* [Given task] Swap "event tent" for "party tent" in the part of the entries below that opens with the line containing "Find the white event" and closes with the line containing "Give the mask of every instance of the white event". Return only those lines, with everything else left as it is.

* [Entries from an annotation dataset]
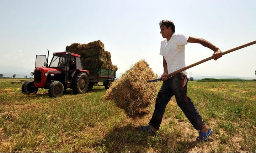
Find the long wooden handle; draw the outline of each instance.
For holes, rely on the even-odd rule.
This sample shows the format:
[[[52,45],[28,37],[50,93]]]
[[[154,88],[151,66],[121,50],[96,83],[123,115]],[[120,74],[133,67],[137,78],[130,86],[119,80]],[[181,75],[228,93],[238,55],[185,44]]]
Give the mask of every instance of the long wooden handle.
[[[237,47],[236,47],[234,48],[233,49],[231,49],[229,50],[228,51],[227,51],[225,52],[223,52],[222,53],[222,55],[225,55],[225,54],[227,54],[228,53],[233,52],[235,51],[236,51],[237,50],[238,50],[242,48],[244,48],[244,47],[246,47],[251,46],[252,45],[254,45],[255,43],[256,43],[256,40],[255,40],[255,41],[252,41],[251,42],[249,42],[249,43],[246,43],[246,44]],[[199,61],[198,62],[194,63],[193,64],[191,64],[190,65],[188,65],[187,66],[186,66],[186,67],[183,67],[180,70],[175,71],[169,74],[169,75],[167,75],[166,77],[167,77],[167,78],[169,78],[169,77],[171,77],[171,76],[174,76],[174,75],[176,75],[176,74],[177,74],[178,73],[181,72],[183,71],[185,71],[187,69],[188,69],[196,65],[198,65],[202,64],[204,62],[205,62],[206,61],[208,61],[209,60],[210,60],[211,59],[213,59],[213,57],[212,56],[209,57],[207,58],[206,58],[205,59],[203,59],[203,60],[202,60],[201,61]]]

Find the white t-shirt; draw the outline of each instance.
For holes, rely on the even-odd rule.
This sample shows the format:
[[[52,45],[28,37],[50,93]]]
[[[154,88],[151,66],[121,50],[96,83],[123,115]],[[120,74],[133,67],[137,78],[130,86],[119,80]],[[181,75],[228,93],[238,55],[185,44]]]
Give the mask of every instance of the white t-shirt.
[[[174,33],[169,41],[166,39],[161,43],[160,55],[163,56],[167,63],[168,74],[186,67],[185,45],[189,36]],[[185,75],[185,71],[182,72]]]

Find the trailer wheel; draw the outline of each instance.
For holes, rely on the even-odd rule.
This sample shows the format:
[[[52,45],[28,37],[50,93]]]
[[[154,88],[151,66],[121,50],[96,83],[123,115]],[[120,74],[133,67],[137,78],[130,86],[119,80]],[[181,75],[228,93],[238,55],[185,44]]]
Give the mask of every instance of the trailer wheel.
[[[111,86],[112,84],[112,82],[111,80],[107,80],[105,82],[104,84],[105,85],[105,89],[106,90],[107,90],[109,88],[109,87],[111,87]]]
[[[64,86],[61,82],[55,81],[50,84],[48,93],[50,97],[57,97],[61,96],[64,91]]]
[[[85,93],[88,90],[89,78],[85,72],[80,72],[76,75],[74,79],[73,87],[73,93],[74,94]]]
[[[25,82],[21,87],[21,91],[23,94],[36,94],[38,88],[35,87],[34,81],[33,80],[29,80]]]
[[[92,90],[93,88],[93,86],[94,85],[94,82],[89,82],[89,86],[88,87],[88,90]]]

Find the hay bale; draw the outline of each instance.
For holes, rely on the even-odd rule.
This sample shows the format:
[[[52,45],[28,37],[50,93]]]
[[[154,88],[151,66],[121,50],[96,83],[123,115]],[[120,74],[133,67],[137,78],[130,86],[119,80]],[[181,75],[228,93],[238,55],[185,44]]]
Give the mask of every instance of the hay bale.
[[[156,97],[158,83],[147,81],[157,78],[144,59],[136,63],[114,82],[104,95],[114,100],[128,116],[136,117],[148,113],[145,108]]]
[[[95,68],[97,65],[97,68],[117,70],[117,66],[112,64],[110,52],[104,49],[104,44],[99,40],[87,44],[73,43],[66,47],[66,52],[81,55],[81,62],[85,67]]]

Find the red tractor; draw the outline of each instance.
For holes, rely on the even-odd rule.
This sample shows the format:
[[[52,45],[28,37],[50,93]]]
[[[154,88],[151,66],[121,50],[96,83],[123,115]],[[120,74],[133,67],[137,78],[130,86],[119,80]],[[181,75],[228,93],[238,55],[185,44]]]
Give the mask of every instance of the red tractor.
[[[72,88],[75,94],[85,93],[89,84],[88,70],[81,63],[81,56],[70,52],[54,53],[50,65],[48,57],[37,55],[34,80],[24,82],[21,90],[24,94],[35,94],[38,88],[48,89],[50,97],[60,96],[67,88]]]

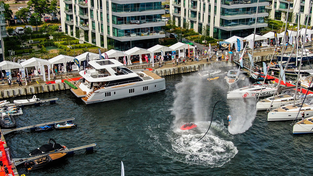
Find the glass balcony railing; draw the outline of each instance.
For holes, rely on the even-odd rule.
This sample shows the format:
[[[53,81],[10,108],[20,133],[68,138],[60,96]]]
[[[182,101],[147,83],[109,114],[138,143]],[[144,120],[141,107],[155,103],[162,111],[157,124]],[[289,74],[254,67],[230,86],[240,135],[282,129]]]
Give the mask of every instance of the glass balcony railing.
[[[119,32],[117,34],[113,34],[113,36],[122,38],[133,37],[143,37],[144,36],[151,36],[165,34],[164,30],[159,30],[152,31],[141,32],[136,33],[124,33]]]

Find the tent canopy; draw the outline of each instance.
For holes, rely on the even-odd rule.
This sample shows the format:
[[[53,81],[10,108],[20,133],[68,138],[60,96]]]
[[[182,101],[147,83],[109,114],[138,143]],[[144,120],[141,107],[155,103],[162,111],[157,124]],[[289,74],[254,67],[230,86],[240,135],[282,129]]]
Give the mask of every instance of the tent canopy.
[[[184,48],[187,49],[188,49],[188,45],[181,42],[178,42],[171,46],[169,48],[173,50],[183,49]],[[190,49],[194,49],[194,48],[195,47],[193,46],[189,45],[189,48]]]
[[[262,36],[262,37],[266,38],[269,38],[270,39],[274,39],[275,38],[274,36],[274,33],[272,32],[269,32]],[[277,38],[280,38],[284,37],[284,36],[279,34],[277,34]]]
[[[22,66],[18,63],[5,60],[0,62],[0,67],[2,70],[18,69],[22,68]]]
[[[248,35],[248,36],[246,37],[245,38],[245,39],[246,40],[250,40],[253,39],[253,34]],[[257,34],[255,34],[255,38],[254,39],[254,41],[257,41],[258,40],[266,40],[267,38],[266,37],[264,37],[261,36],[260,35],[259,35]]]
[[[105,53],[108,55],[108,57],[109,58],[123,57],[124,56],[124,53],[123,52],[123,51],[118,51],[117,50],[113,49],[108,51],[107,51],[105,52]],[[101,55],[105,58],[104,53],[101,54]]]
[[[125,54],[129,56],[150,53],[151,52],[145,49],[135,47],[125,52]],[[124,56],[124,55],[123,55]]]
[[[78,60],[80,61],[85,60],[86,60],[86,56],[87,55],[87,54],[89,54],[89,60],[95,60],[99,59],[99,54],[96,54],[90,52],[86,52],[84,53],[78,55],[75,57],[75,58]]]
[[[151,53],[160,53],[161,52],[161,51],[162,51],[163,52],[171,51],[172,50],[172,49],[167,46],[159,44],[157,44],[154,46],[152,46],[148,49],[148,50]]]
[[[240,40],[244,40],[243,38],[241,38],[241,37],[237,37],[236,35],[234,35],[230,38],[225,40],[225,41],[229,42],[231,44],[233,44],[237,41],[237,39],[239,39]]]
[[[50,65],[51,63],[47,60],[33,57],[21,63],[21,65],[24,68],[35,67],[43,65]]]
[[[48,60],[52,64],[57,64],[66,63],[68,62],[74,62],[74,57],[61,54]]]

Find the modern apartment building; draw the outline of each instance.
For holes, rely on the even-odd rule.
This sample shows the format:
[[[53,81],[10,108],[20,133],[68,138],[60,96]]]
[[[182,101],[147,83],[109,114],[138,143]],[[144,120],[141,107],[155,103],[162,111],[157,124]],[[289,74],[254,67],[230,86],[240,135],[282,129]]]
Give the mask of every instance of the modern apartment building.
[[[298,23],[298,16],[300,16],[300,24],[306,24],[305,16],[309,11],[310,1],[306,0],[269,0],[269,5],[265,7],[269,14],[269,18],[276,20],[285,21],[288,9],[288,3],[290,3],[288,21],[293,23]],[[312,23],[312,5],[310,14],[309,16],[309,25]],[[270,26],[269,26],[270,27]]]
[[[0,62],[4,60],[4,45],[2,39],[7,36],[5,19],[3,13],[4,11],[4,4],[3,3],[0,3]]]
[[[75,36],[76,30],[84,30],[82,39],[99,47],[149,48],[165,37],[160,19],[164,1],[61,0],[62,30]]]
[[[226,39],[233,35],[246,37],[254,31],[257,0],[171,0],[170,13],[176,24],[190,27],[215,39]],[[269,3],[259,0],[257,33],[267,26],[264,17],[268,16],[265,6]]]

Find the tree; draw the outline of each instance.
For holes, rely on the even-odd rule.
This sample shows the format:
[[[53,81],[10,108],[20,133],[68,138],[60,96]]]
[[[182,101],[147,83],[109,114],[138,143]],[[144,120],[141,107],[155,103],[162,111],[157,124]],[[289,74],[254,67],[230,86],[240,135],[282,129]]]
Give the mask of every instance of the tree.
[[[12,10],[10,9],[10,5],[8,4],[4,4],[4,11],[3,11],[3,13],[4,14],[4,18],[6,21],[8,21],[9,26],[10,23],[9,20],[12,18],[12,15],[13,14]]]
[[[15,14],[19,19],[26,19],[28,16],[28,13],[29,9],[27,8],[23,8],[16,12]]]
[[[30,2],[30,1],[29,1]],[[43,22],[41,21],[41,18],[38,13],[34,13],[32,14],[30,17],[30,19],[29,20],[29,23],[32,26],[35,26],[36,27],[36,31],[38,31],[37,27],[38,26],[41,25],[43,23]]]
[[[53,34],[56,32],[56,30],[59,29],[59,26],[56,25],[52,25],[48,26],[47,28],[47,32],[50,36],[52,36]]]
[[[25,28],[24,33],[25,34],[29,36],[29,39],[32,39],[32,34],[33,34],[33,29],[30,28]]]
[[[33,7],[34,13],[38,13],[41,18],[44,13],[50,13],[49,2],[49,0],[30,0],[27,5]]]

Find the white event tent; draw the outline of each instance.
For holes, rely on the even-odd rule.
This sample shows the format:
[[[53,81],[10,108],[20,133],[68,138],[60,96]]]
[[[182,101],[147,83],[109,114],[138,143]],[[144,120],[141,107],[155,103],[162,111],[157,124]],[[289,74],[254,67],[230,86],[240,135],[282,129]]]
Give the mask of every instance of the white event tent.
[[[63,70],[64,72],[66,72],[67,71],[66,67],[66,63],[68,62],[74,62],[74,57],[60,54],[48,60],[51,63],[51,68],[53,67],[54,65],[63,64],[63,66],[64,68]]]
[[[234,35],[230,38],[225,40],[225,41],[229,42],[231,44],[233,44],[237,42],[237,39],[239,39],[240,40],[244,40],[243,38],[237,37],[236,35]]]
[[[184,52],[184,52],[184,50],[187,51],[188,50],[188,44],[184,44],[181,42],[177,43],[170,46],[169,48],[173,51],[176,51],[176,55],[178,55],[178,57],[184,57]],[[194,56],[195,54],[195,52],[194,51],[195,47],[193,46],[189,45],[189,48],[191,51],[193,51],[193,56]]]
[[[128,49],[125,52],[125,55],[127,55],[127,57],[128,61],[128,65],[131,64],[131,56],[134,55],[139,55],[139,63],[142,63],[142,59],[141,58],[141,55],[145,54],[148,54],[150,53],[150,52],[145,49],[143,49],[138,47],[134,47]]]

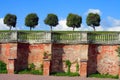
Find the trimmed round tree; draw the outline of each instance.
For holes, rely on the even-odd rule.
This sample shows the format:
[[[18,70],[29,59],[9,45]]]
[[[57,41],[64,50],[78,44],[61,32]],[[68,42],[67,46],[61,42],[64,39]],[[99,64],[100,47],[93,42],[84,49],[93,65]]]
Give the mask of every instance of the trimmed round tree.
[[[4,24],[9,26],[10,30],[11,30],[12,27],[16,27],[16,20],[17,20],[16,15],[14,15],[14,14],[7,14],[4,17]]]
[[[39,17],[36,13],[30,13],[25,18],[25,25],[30,27],[30,31],[32,28],[35,28],[38,25]]]
[[[81,27],[81,23],[82,23],[82,17],[77,15],[77,14],[68,14],[67,16],[67,26],[68,27],[72,27],[73,31],[75,28],[79,28]]]
[[[49,25],[52,31],[52,27],[56,27],[58,25],[58,17],[55,14],[48,14],[44,20],[46,25]]]
[[[100,26],[100,16],[97,13],[89,13],[86,18],[86,23],[88,26],[93,27],[95,31],[95,27]]]

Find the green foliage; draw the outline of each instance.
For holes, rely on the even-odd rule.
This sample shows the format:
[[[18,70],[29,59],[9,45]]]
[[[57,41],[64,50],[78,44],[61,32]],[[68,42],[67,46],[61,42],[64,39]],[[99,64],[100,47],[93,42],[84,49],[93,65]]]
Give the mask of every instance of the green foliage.
[[[55,27],[58,25],[58,17],[55,14],[48,14],[47,17],[44,20],[44,23],[46,25],[49,25],[51,27],[51,31],[52,31],[52,27]]]
[[[36,13],[30,13],[25,18],[25,25],[30,27],[30,30],[32,28],[35,28],[35,26],[38,25],[39,17]]]
[[[51,73],[51,75],[53,76],[70,76],[70,77],[74,77],[74,76],[79,76],[79,73],[65,73],[65,72],[59,72],[59,73]]]
[[[18,74],[31,74],[30,69],[24,69],[18,72]]]
[[[30,70],[35,70],[35,65],[32,63],[32,64],[29,64],[29,69]]]
[[[116,76],[112,76],[112,75],[108,75],[108,74],[91,74],[88,77],[95,77],[95,78],[114,78],[114,79],[118,79],[118,75]]]
[[[68,14],[67,16],[67,26],[69,27],[73,27],[73,31],[75,28],[79,28],[81,27],[81,23],[82,23],[82,17],[77,15],[77,14]]]
[[[43,72],[39,70],[29,70],[29,69],[24,69],[22,71],[19,71],[18,74],[35,74],[35,75],[42,75]]]
[[[71,67],[71,62],[70,62],[70,60],[66,60],[65,64],[66,64],[67,67],[68,67],[67,73],[70,73],[70,67]]]
[[[116,49],[116,52],[118,53],[118,57],[120,58],[120,47]]]
[[[78,72],[79,71],[79,64],[77,63],[76,64],[76,72]]]
[[[35,75],[42,75],[43,72],[39,71],[39,70],[32,70],[31,74],[35,74]]]
[[[0,73],[7,73],[6,64],[0,61]]]
[[[16,26],[16,20],[17,20],[16,15],[7,14],[5,16],[5,18],[4,18],[4,24],[6,24],[7,26],[9,26],[10,30],[11,30],[12,27]]]
[[[97,13],[89,13],[86,18],[87,25],[93,27],[94,31],[95,31],[95,26],[100,25],[100,21],[101,21],[100,16]]]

* [The output]
Find the white party tent; draw the outline of each instance.
For holes, rely on the even-odd rule.
This sample shows the format:
[[[53,81],[10,108],[20,133],[68,138],[60,96]]]
[[[182,101],[147,83],[109,114],[138,143]],[[144,120],[141,107],[155,103],[162,111],[157,124]],[[289,74],[254,67],[230,86],[240,135],[282,129]]]
Give the mask of every instance of the white party tent.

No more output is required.